=== Begin Enclosure ===

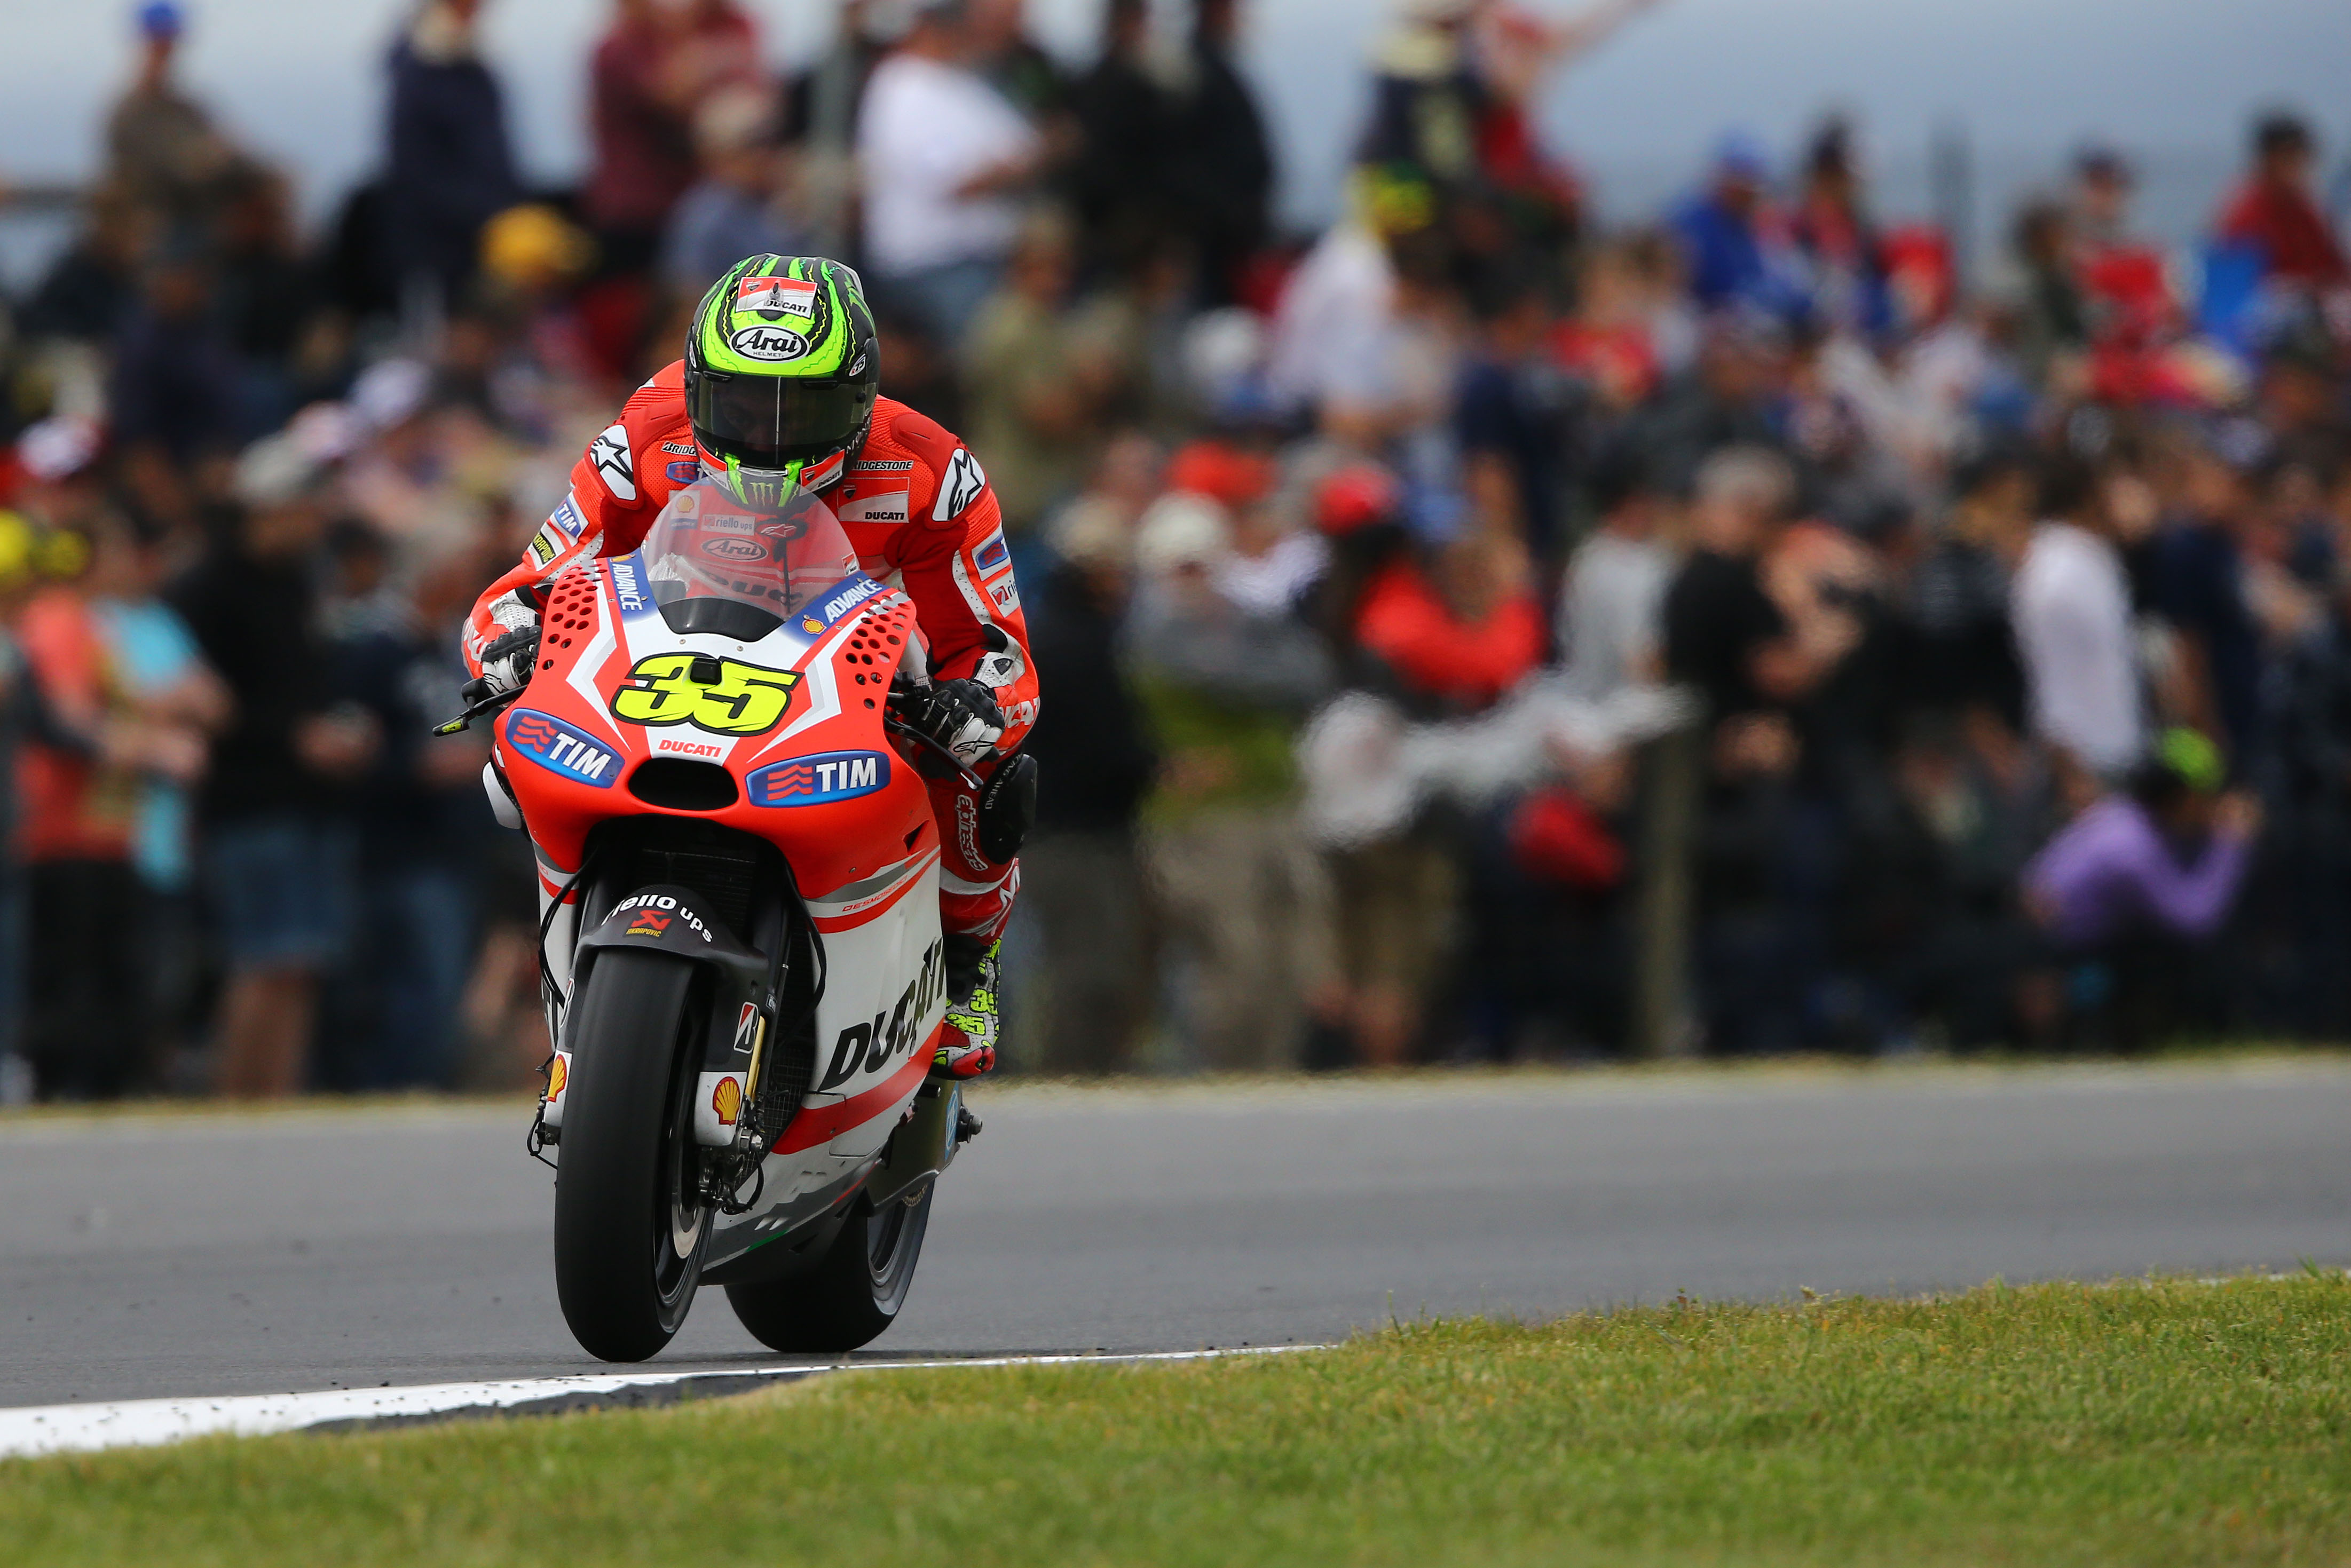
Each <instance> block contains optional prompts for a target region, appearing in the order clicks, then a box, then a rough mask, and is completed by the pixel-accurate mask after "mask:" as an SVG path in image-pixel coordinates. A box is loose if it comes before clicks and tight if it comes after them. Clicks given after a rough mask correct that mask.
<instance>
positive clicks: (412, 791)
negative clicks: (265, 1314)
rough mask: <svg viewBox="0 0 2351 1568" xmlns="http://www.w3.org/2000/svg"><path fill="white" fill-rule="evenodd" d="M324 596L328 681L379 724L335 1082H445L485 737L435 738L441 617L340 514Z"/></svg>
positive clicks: (483, 817)
mask: <svg viewBox="0 0 2351 1568" xmlns="http://www.w3.org/2000/svg"><path fill="white" fill-rule="evenodd" d="M329 552H331V564H334V581H331V597H329V599H327V604H324V607H322V609H324V616H322V621H324V628H327V646H324V654H327V656H329V658H331V677H329V691H334V693H336V696H339V698H341V701H346V703H350V717H353V719H360V717H362V715H364V724H367V729H371V731H374V733H376V736H381V741H379V745H376V748H374V752H371V757H369V764H367V769H364V771H362V773H357V776H355V778H353V820H355V823H357V865H355V872H357V882H355V886H357V893H360V898H357V910H355V919H353V933H355V936H357V943H355V945H353V950H350V954H353V957H357V959H360V964H355V966H353V969H350V971H346V978H343V985H341V987H339V990H341V997H343V1001H346V1009H348V1006H350V1004H353V1001H362V999H364V1006H362V1009H350V1011H353V1013H355V1016H353V1018H350V1020H348V1025H346V1030H339V1037H341V1039H339V1053H336V1056H339V1058H341V1060H336V1063H334V1067H336V1072H334V1079H331V1081H334V1084H336V1086H339V1088H357V1091H383V1088H444V1086H451V1084H456V1079H458V1039H456V1025H458V1009H461V1004H463V997H465V980H468V976H470V971H473V954H475V938H477V929H480V919H477V910H475V879H473V860H475V856H477V853H482V849H484V837H487V832H489V813H487V809H484V804H482V764H484V762H487V755H484V748H480V745H468V743H449V741H435V738H433V736H430V729H433V724H437V722H440V719H444V717H449V715H451V712H456V705H458V698H456V686H458V682H461V677H463V665H458V661H456V658H454V656H451V642H449V639H447V637H440V635H437V632H442V630H444V628H437V625H423V623H421V618H418V614H416V607H414V604H411V602H409V597H407V595H404V592H400V590H397V588H395V585H393V581H390V576H388V571H390V564H393V559H390V550H388V545H386V541H383V538H381V536H379V534H374V531H371V529H367V527H364V524H348V522H346V524H341V527H336V531H334V536H331V541H329Z"/></svg>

=== End Enclosure ===

= What needs to be done =
Please rewrite every line of the data above as a numbered list, leaving out blank lines and the pictures.

= Task result =
1. Each <instance> block contains optional prompts for a target region, appearing in the order clicks, then a box, then a rough mask, and is completed by the pixel-accurate mask after "mask:" as an SVG path in image-pixel coordinates. A box is loose if it comes before clicks and tight if it comes after them. Clicks given after a rough mask correct that mask.
2. <instance>
3. positive clicks: (412, 791)
4. negative clicks: (265, 1314)
5. rough mask: <svg viewBox="0 0 2351 1568" xmlns="http://www.w3.org/2000/svg"><path fill="white" fill-rule="evenodd" d="M324 596L328 681L379 724L335 1082H445L485 737L435 738L441 617L340 514Z"/></svg>
6. positive clicks: (483, 817)
7. mask: <svg viewBox="0 0 2351 1568" xmlns="http://www.w3.org/2000/svg"><path fill="white" fill-rule="evenodd" d="M329 552H331V564H334V581H331V597H329V599H327V604H324V607H322V609H324V616H322V621H324V628H327V646H324V654H327V656H329V658H331V677H329V691H334V693H336V696H339V698H341V701H346V703H350V717H353V719H360V717H362V715H364V724H367V729H371V731H374V733H376V736H381V741H379V745H376V748H374V752H371V757H369V764H367V769H364V771H362V773H357V776H355V778H353V820H355V823H357V865H355V872H357V882H355V886H357V893H360V898H357V910H355V919H353V933H355V936H357V943H355V945H353V950H350V954H353V957H357V959H360V964H355V966H353V969H350V971H346V978H343V985H341V987H339V990H341V997H343V1001H346V1009H348V1006H350V1004H353V1001H362V999H364V1006H362V1009H350V1011H353V1013H355V1016H353V1018H350V1020H348V1025H346V1030H339V1037H341V1039H339V1053H336V1056H339V1058H341V1060H336V1063H334V1067H336V1072H334V1079H331V1081H334V1084H336V1086H339V1088H357V1091H383V1088H444V1086H451V1084H456V1079H458V1039H456V1025H458V1009H461V1004H463V997H465V980H468V976H470V971H473V954H475V938H477V929H480V919H477V910H475V879H473V860H475V856H477V853H482V849H484V837H487V832H489V813H487V809H484V804H482V764H484V762H487V755H484V748H480V745H468V743H449V741H435V738H433V736H430V729H433V724H437V722H440V719H444V717H449V715H451V712H456V705H458V698H456V686H458V682H461V677H463V665H458V661H456V658H454V656H451V642H449V639H447V637H440V635H437V632H442V630H444V628H437V625H423V623H421V618H418V614H416V607H414V604H411V602H409V597H407V595H404V592H400V590H397V588H395V585H393V581H390V576H388V571H390V564H393V559H390V550H388V545H386V541H383V538H381V536H379V534H374V531H371V529H367V527H364V524H348V522H346V524H341V527H336V531H334V536H331V541H329Z"/></svg>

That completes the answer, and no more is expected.